◆ **EXTRAIT DU DOCUMENT**
Dehors il pleuvait des cordes.
Nino est sorti en t-shirt avec un parapluie noir.
On a rigolé tout le long du chemin, jusqu'à ce qu'on arrive devant le panneau cloué à l'entrée du parc.
Ouvert uniquement le samedi et le dimanche.
J'ai vu Nino blémir.
On a décidé d'escalader.

Après assez peu de difficultés, nous nous sommes retrouvés dans le parc pluvieux.
En attendant que la pluie cesse un peu, nous nous sommes assis sur un banc.
Je n'avais jamais vraiment discuté sérieusement avec Nino. Il est une des rares personnes avec qui j'arrive à entretenir un délire, à rire longtemps.
Mais assez naturellement, nous en sommes venus à parler d'Arno.
J'ai senti qu'il comprenait, en dessous de mes mots, derrière mes yeux humides et mes mains vaguement tremblantes, que j'avais saisi toute la complexité de la personnalité d'Arno, son paradoxe et son malheur, et que si je l'avais saisie, c'est que je m'y étais abîmée en voulant le sauver.

Après avoir pris une centaine de photos, dans divers endroits du parc, nous sommes retournés devant la double grille, pour la sauter.
Nino a voulu commencer, pour tester. Au début il s'agrippait à moi mais ne trouvait pas d'appui de l'autre côté. Alors il a décidé de sauter par dessus la première grille.
Quand il s'est relevé de sa chute, son front était en sang. J'ai eu peur sur le coup, mais j'ai vu qu'il allait bien, qu'il tenait debout.
Il m'a aidé à passer la grille, puis nous avons sauté la deuxième, beaucoup moins haute.
En repartant, nous nous tordions de rire pour je ne sais quelle raison. Notre état délirant s'est brutalement cassé la gueule lorsque nous sommes entrés dans la salle où travaillaient les autres.
J'ai vu Arno devenir tout blanc, et j'ai entendu les autres pousser des petits gémissements de suprises.
J'ai entraîné Nino aux toilettes, pour lui rincer le front et voir si sa blessure était profonde.
Arno nous y a rejoint.
Avec Nino on avait recommencé à rire et je noyais alors la douleur de mon coeur dans des éclats de voix artificiels.
Je me sentais soudain vivre au ralenti, mes paupières se fermaient plus doucement, mes cils battaient, ingénus. Mes yeux se plongeaient parfois dans ceux d'Arno, dont la couleur me tord encore les entrailles.
J'avais envie de le serrer contre moi, d'embrasser sa nuque trop dégagée et le derrière de son lobe d'oreille, de caresser sa lèvre supérieure du bout de mes doigts, de respirer l'odeur de son cou...

◆ **CONSIGNE 1**
D'après le récit de la sortie au parc, qu'annonce le panneau cloué à l'entrée du parc ?
◆ **CONSIGNE 2**
Résume en deux phrases le récit de la sortie au parc.
◆ **CONSIGNE 3**
Donne la suite du récit de la sortie au parc, en commençant après sa dernière phrase.

◆ **DONNÉES FOURNIES**
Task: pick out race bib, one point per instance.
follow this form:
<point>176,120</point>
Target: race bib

◆ **RÉPONSE RÉDIGÉE 1**
Il annonce que le parc est ouvert uniquement le samedi et le dimanche.

◆ **RÉPONSE RÉDIGÉE 2**
Sous une pluie battante, Nino et la personne qui raconte escaladent la grille d'un parc ouvert seulement le week-end, s'assoient sur un banc et en viennent à parler d'Arno. Au retour, Nino se blesse au front en sautant la grille, et leur arrivée dans la salle où travaillent les autres fait blêmir Arno, qui les rejoint ensuite aux toilettes.

◆ **RÉPONSE RÉDIGÉE 3**
Mais je continuais à rire, en le regardant furtivement et profondément. Et il me regardait aussi, et nos yeux se cachaient tout ce qu'on crève de se dire.
Même nos yeux se mentaient. Mais ils mentaient vraiment mal.

Vendredi soir, tard, je me suis dessinée, embêtée, les larmes aux yeux, devant mon ordi, en train de regarder ses photos avec le commentaire Roh il est doué le salaud... De plus en plus belles ses photos...
Et puis dans un mail, j'ai joint mon dessin à ces quelques mots :

Voilà à peu près ma tête devant toutes tes photos.

Je me souviens que tu avais écrit sur cette page word que tu as effacé par la suite : "c'est trop tôt, je pense...".
T'avais sûrement raison. Comme d'habitude, avec ma moue de petite fille capricieuse, j'ai fait le TGV.
Et c'est sûrement encore trop tôt. Pas une bonne idée, tout de suite, ces retrouvailles. J'suis encore trop chavirée.
Peut-être à la rentrée. Tes projets sont toujours les mêmes ?
J'imagine que la période que tu vis actuellement n'est pas facile, sur tous les points.
Je pense à toi, bon courage pour la fin.

Je t'aime fort, bello. Et même si tu ne veux ni l'entendre ni le lire, ça ne pourra pas leur faire de mal, au fond, à tes jolies petites oreilles.


Est-ce que j'y crois encore ? Est-ce que je n'y crois plus ? Je me sens effectivement toujours l'âme de super woman, je pense toujours pouvoir les sauver. Va encore falloir me faire à l'idée que c'est impossible...
Mais comme c'est douloureux de se résoudre à foutre tant d'amour à la poubelle, tant de rêves, tant de mots qui lui sont destinés... Pire encore que de n'être pas aimée.

Je l'aime tellement cet imbécile.

Je mène une vie calme. Je ne fais pas grand chose de mes journées et c'est plus plaisant que culpabilisant. Mes connaissances se font de plus en plus silencieuses, décevantes, sauf Éric dont chaque mot me réjouit un peu plus chaque jour.
Le bonheur naît le soir, à son premier ou deuxième mail, et ne s'évanouit que dans l'après-midi du lendemain. Mais il renaît quelques heures plus tard, quand ses mots reviennent, à nouveau, dans ma boîte électronique.
Son affection me rend plus tendre avec moi-même. Je lâche un peu de leste, j'arrête d'être si sévère pour m'accorder de la bienveillance.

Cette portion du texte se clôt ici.